◆ **Problem to solve**
Can you format the lines from the one containing "any turquoise water." through the one containing "(1, 42), (320, 122)" as a JSON list of strings, one string per line, with blank lines omitted?

◆ **Detection examples**
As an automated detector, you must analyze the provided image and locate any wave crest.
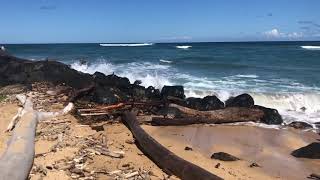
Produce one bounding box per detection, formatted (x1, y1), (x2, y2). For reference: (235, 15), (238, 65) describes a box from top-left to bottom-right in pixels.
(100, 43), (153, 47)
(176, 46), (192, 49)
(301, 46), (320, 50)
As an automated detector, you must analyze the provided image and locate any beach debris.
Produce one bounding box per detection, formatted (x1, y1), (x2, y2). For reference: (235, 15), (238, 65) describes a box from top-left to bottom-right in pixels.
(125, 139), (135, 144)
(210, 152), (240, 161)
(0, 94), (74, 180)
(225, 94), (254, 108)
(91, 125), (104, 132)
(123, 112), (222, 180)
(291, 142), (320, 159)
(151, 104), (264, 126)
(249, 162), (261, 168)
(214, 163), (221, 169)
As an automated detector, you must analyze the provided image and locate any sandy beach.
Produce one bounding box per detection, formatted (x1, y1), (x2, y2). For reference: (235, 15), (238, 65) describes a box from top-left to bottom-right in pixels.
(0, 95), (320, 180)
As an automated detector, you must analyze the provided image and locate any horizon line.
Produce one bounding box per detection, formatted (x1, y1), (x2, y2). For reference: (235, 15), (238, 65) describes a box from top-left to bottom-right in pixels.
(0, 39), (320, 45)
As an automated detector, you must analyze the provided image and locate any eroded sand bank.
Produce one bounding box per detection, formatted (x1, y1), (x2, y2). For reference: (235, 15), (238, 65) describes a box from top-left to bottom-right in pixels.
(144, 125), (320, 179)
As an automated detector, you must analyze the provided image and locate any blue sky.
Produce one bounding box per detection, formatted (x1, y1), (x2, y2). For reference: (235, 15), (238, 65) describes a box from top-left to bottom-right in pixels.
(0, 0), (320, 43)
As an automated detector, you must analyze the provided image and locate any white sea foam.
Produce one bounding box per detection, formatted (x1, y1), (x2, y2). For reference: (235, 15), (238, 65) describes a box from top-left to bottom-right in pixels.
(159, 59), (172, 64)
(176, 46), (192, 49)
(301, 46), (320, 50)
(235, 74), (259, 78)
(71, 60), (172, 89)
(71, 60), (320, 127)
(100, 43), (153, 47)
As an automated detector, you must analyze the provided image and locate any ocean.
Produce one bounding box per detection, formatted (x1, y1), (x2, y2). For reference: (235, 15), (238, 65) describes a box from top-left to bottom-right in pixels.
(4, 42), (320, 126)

...

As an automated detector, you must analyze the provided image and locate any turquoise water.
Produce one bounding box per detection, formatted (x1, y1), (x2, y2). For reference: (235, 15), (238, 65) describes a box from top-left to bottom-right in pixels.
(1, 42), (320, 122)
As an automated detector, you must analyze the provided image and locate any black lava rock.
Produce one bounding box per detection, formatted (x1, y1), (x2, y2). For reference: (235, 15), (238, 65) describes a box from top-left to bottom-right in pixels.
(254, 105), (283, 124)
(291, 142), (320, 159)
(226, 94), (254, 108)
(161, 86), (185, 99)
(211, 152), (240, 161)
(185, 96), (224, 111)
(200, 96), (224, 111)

...

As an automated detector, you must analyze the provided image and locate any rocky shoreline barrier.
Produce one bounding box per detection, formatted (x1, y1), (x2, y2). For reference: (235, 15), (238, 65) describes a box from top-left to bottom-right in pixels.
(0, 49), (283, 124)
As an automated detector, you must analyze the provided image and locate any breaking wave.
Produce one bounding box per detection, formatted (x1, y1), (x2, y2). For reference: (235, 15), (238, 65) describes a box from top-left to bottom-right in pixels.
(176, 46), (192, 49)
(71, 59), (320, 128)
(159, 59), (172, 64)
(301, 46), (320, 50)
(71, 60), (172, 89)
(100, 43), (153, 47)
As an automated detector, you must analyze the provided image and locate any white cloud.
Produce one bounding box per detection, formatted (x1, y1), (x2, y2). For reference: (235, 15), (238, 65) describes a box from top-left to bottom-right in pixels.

◆ **Output of the task**
[
  "As an automated detector, you must analyze the provided image and locate any turquoise water.",
  "Produce one bounding box per detection, formatted (x1, y1), (x2, y2). For reference: (235, 15), (238, 65) describes a box from top-left to bottom-right in pixels.",
  "(1, 42), (320, 122)"
]